■ DOCUMENT SECTION:
━━━━━━━━━━━━━━━━━━━━
Family members upset with how the rescue effort unfolded
The family of a 32-year-old Crescent City man who drowned on the Smith River on Monday say they are unhappy with the rescue attempt.
William McDonald and his family, including his children, were swimming in the Peacock Bar swimming hole between Tan Oak Drive on the north bank and Walker Road on the south bank. McDonald had been swimming from one side of the river to the other when his family saw him struggling, according to his brother, Chris Beck.
“When we pulled him out of the water he was blue in the face and bloated,” Beck said. “We (started) CPR. We were doing CPR for about five minutes before Department of Corrections came.”
Beck said he pulled his brother out of the river on the Walker Road side and had been performing CPR when a crew of Alder Conservation Camp inmates arrived on the opposite side. Beck and McDonald’s wife, Teresa Beals-McDonald, shouted for help, but instead of wading into the river, the fire captain in charge told Beck to place the victim on an inflatable raft and ferry him over to their side of the river.
━━━━━━━━━━━━━━━━━━━━
■ ROWS:
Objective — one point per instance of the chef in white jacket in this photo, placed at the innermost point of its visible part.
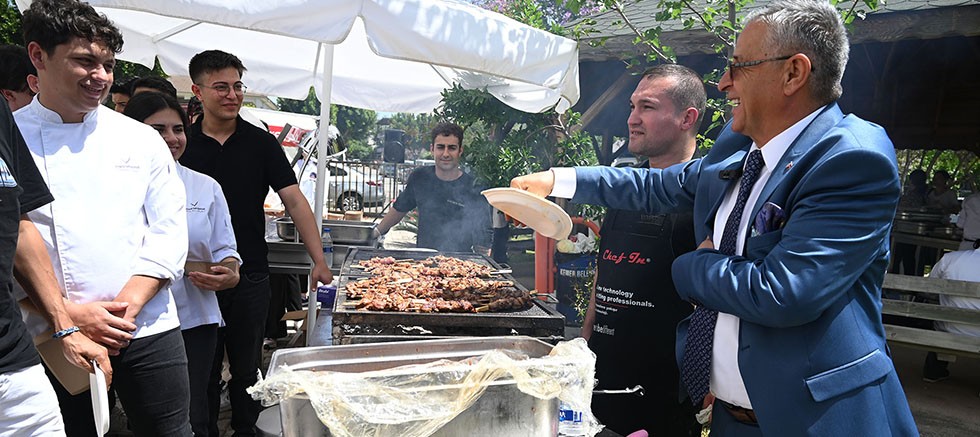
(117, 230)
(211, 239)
━━━━━━━━━━━━━━━━━━━━
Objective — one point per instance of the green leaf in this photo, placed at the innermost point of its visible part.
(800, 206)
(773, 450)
━━━━━━━━━━━━━━━━━━━━
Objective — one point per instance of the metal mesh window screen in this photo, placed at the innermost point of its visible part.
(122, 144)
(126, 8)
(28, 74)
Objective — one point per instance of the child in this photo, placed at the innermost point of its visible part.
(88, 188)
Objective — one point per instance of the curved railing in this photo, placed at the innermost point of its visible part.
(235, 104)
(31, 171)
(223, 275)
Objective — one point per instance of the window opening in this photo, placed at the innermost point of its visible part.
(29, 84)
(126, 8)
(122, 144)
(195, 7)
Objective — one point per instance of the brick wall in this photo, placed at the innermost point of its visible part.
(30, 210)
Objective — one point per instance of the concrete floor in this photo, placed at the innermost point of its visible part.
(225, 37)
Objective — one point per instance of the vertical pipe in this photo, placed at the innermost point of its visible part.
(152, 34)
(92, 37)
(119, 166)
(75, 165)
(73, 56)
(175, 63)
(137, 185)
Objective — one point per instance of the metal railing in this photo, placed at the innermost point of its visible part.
━━━━━━━━━━━━━━━━━━━━
■ TASK SET:
A) Name every person identified by name in the article about the Smith River drowning.
B) Condense the paragraph of the Smith River drowning article that begins "Beck said he pulled his brother" into a short bulleted list that keeps its key facts.

■ SOLUTIONS FOR EACH TASK:
A)
William McDonald
Chris Beck
Teresa Beals-McDonald

B)
- Beck pulled his brother from the river on the Walker Road side and was performing CPR.
- A crew of Alder Conservation Camp inmates arrived on the opposite side of the river.
- Beck and McDonald's wife, Teresa Beals-McDonald, shouted for help.
- Instead of wading into the river, the fire captain in charge told Beck to place McDonald on an inflatable raft and ferry him over to the crew's side.